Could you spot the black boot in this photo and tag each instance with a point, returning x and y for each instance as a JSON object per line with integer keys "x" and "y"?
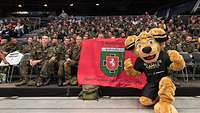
{"x": 47, "y": 81}
{"x": 23, "y": 82}
{"x": 39, "y": 82}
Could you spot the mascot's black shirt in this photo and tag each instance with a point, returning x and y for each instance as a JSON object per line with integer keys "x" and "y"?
{"x": 154, "y": 71}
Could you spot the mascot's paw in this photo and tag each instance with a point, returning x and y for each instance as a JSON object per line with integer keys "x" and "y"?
{"x": 178, "y": 62}
{"x": 164, "y": 107}
{"x": 174, "y": 56}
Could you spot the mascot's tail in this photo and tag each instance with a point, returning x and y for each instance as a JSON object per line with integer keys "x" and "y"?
{"x": 166, "y": 94}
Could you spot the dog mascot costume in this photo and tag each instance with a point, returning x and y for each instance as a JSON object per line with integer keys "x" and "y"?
{"x": 155, "y": 63}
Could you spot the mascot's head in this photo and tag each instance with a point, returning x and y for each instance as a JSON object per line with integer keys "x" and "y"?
{"x": 147, "y": 45}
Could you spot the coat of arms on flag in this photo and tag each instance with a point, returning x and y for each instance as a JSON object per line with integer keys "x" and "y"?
{"x": 112, "y": 61}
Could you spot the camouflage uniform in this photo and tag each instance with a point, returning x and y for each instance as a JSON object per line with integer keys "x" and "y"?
{"x": 10, "y": 47}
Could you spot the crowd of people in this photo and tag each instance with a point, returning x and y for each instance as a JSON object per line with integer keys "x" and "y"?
{"x": 55, "y": 50}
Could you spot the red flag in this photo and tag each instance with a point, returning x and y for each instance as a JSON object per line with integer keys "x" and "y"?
{"x": 102, "y": 63}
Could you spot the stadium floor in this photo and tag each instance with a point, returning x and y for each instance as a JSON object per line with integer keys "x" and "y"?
{"x": 74, "y": 105}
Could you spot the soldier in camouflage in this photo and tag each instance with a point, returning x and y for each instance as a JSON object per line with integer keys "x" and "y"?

=-=-=-=-=

TASK STATEMENT
Would you set down each line of the data exactly, with no images included?

EXERCISE RESULT
Could you spot the black boot in this photo and tag each instance with a point, returning x and y for each instance as a JSON object per line with integer keys "x" and "y"?
{"x": 47, "y": 81}
{"x": 23, "y": 82}
{"x": 39, "y": 82}
Could you spot the mascot's black shirt in this photo and tag each instance with a point, returning x and y for each instance as a JSON object per line with integer keys "x" and "y"?
{"x": 154, "y": 71}
Could you spot the mascot's paw in this photo and tag each instance with a point, returning x and y for each instance as a JSON object per line with integer keys "x" and "y"?
{"x": 178, "y": 62}
{"x": 164, "y": 107}
{"x": 174, "y": 56}
Could you spot the mascot's tail in this photo and tag each instance with a point, returning x and y for each instance as a JSON object per line with integer keys "x" and "y"?
{"x": 166, "y": 94}
Could you spot the dog mascot costume in this photo and tag each instance with a point, returning x and y for each instance as a JSON object per line with integer keys "x" and "y"?
{"x": 155, "y": 63}
Could you spot the mascot's head in this photo and tag each instance with a point, returning x and y for each instance as a JSON object per line with integer keys "x" and "y"?
{"x": 147, "y": 45}
Could you spot the coat of arms on flag in this photo and tag each instance with a point, returning x and y for each instance as a JSON object per line with integer keys "x" and "y"?
{"x": 112, "y": 61}
Could you spot the camouflage uniform in this photo and tag each instance with a point, returning x and y for each instance as a JSON object per line with integer keys "x" and "y"?
{"x": 10, "y": 47}
Could you spot the crowd of people in this photo and tag each instance with a point, returning x and y for each instance as a JSON object per line with integer keys "x" and "y"?
{"x": 55, "y": 50}
Could you spot the red flag in this photo and tag each instance with a point, returning x and y for each instance as a JSON object per line with integer keys "x" and "y"?
{"x": 102, "y": 63}
Could you spot the stadium floor in this photo and tag each instance with a point, returning x and y for each instance as a JSON object per line with integer keys "x" and "y"?
{"x": 74, "y": 105}
Could you spot the soldier in camouflage in this photo and tag each instance with a point, returning x and y for each instance as a JSON object per line with integer keys "x" and "y"?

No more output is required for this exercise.